▶ _EXERCISE TEXT_
____________________

Dangerous and Coercive Title X Gag Rule Released
Updated on April 15, 2021:
On April 14, 2021, the Biden-Harris administration released a notice of proposed rulemaking to overhaul restrictive Trump-era regulations, collectively known as the "domestic gag rule," that have had a devastating impact on the Title X national family planning program. Asserting that the Trump-era regulations "have undermined the public health of the population the program is meant to serve," the U.S. Department of Health and Human Services intends to restore Title X back to its pre-Trump regulatory framework, with "several modifications needed to strengthen the program and ensure access to equitable, affordable, client-centered, quality family planning services for all clients, especially for low-income clients." The rule is open to comments through May 17, and the Trump-era regulations remain in effect for now.
Updated on January 28, 2021:
On January 28, 2021, the Biden-Harris administration took its first step toward rescinding the "domestic gag rule"—the destructive Trump-Pence administration overhaul of regulations governing the Title X national family planning program. President Biden signed a presidential memorandum directing the U.S. Department of Health and Human Services to review those regulations and consider whether to suspend, revise or rescind them; it may take several months to complete this action and restore funding to family planning clinics that were forced out of the Title X program.
First published February 27, 2019:
On February 26, the Trump administration posted its final rule imposing sweeping and destructive changes to the Title X national family planning program to the Federal Register, four days after the text was initially released on the Office of Population Affairs’ website. Often referred to as the Title X gag rule, the administration’s changes threaten the integrity of the program, the qualified providers it supports and the well-being of people who rely on Title X–supported care.
Implementation would not begin until 60 days after the rule is officially published in the Federal Register, slated for March 4. However, several lawsuits seeking to halt the rule’s implementation have already been announced.
What is the Title X gag rule?
The Title X gag rule is a blatantly coercive and unethical violation of individuals’ right to high-quality sexual and reproductive health care. Among other threats, the rule would:
Deny patients information on and referral for abortion
- The rule eliminates the Title X program’s long-standing guarantee that all pregnant patients receive neutral, factual and nondirective information on all their pregnancy options (including parenting, adoption and abortion). Moreover, the rule promotes enough confusion that it could have a significant "chilling effect" on the provision of abortion counseling, even among sites committed to providing high-quality care.
- The rule prohibits abortion referrals. Pregnant patients who ask for an abortion referral could be flatly denied or given an intentionally misleading list of primary care providers that may or may not include some who also offer abortion—though sites offering abortion could in no way be identified as such. Moreover, the rule requires that all pregnant patients be referred for prenatal care, regardless of their own wishes.

____________________

▶ _DATA SEGMENT_
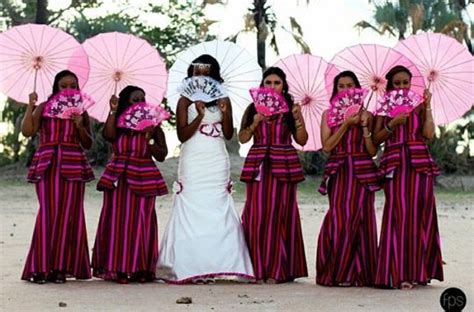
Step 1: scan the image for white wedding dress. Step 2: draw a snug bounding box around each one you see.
[157,104,253,283]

____________________

▶ _TO DO_
[1] Answer these questions from the Title X gag rule article, each on its own line:
(a) Through what date was the April 2021 proposed rule open to comments?
(b) What kind of document did President Biden sign on January 28, 2021?
(c) On what date was the Trump administration's final rule slated to be officially published in the Federal Register?
[2] Proceed with the Title X gag rule article, writing on from its last sentence.
The data is not needed for this work.

▶ _RESPONSES_
[1]
(a) May 17
(b) A presidential memorandum
(c) March 4

[2]
- These restrictions flout medical ethics, dismiss clinical guidelines of leading medical organizations and undermine patients’ right to provide informed consent to their reproductive health care.
Reduce access to high-quality contraceptive care by reshaping the network of providers
- The rule seeks to force providers that offer abortion using non–Title X funds out of the program by imposing unnecessary and stringent requirements for the physical and financial separation of Title X–funded activities from abortion-related activities. This would affect approximately one in 10 Title X sites.
- The rule favors primary care–focused providers, despite the fact that reproductive health–focused providers deliver high-quality, timely contraceptive care to particularly high volumes of patients.
- The rule also discourages providers committed to offering comprehensive pregnancy options counseling and referral, while encouraging participation by sites offering an inadequate package of services. This includes entities that refuse to offer abortion counseling and referral, and single-method sites, such as those offering only fertility awareness–based methods.
- Taken together, these changes threaten Title X patients’ meaningful choice of contraceptive methods and their ability to obtain whatever methods will work best for them.
Advance the Trump administration’s overarching ideological agenda
- The rule stigmatizes sexually active minors, threatening adolescents’ ability to obtain confidential care. For instance, clinicians would be required to document efforts to encourage patients to involve their parents or guardians, or document why such involvement was not encouraged. And minors who are pregnant or have an STI would be subject to "preliminary screening to rule out victimization," a step far beyond providers’ obligations to report suspected abuse and assault.
- The rule would also divert scarce Title X funds away from the individuals the program was designed to serve in an attempt to address gaps in contraceptive access that the administration itself created by undermining the Affordable Care Act’s contraceptive coverage guarantee.
What is at stake?
For nearly 50 years, Title X has been the sole federal grant program dedicated to advancing people’s access to comprehensive contraceptive and related services in the United States. Title X–supported providers deliver patient-centered, voluntary, confidential and affordable care to approximately four million people each year—most of whom have incomes at or below the federal poverty level, or face other systemic barriers to care. The Title X gag rule represents an all-out assault on these patients’ right to obtain the reproductive health care they want and need.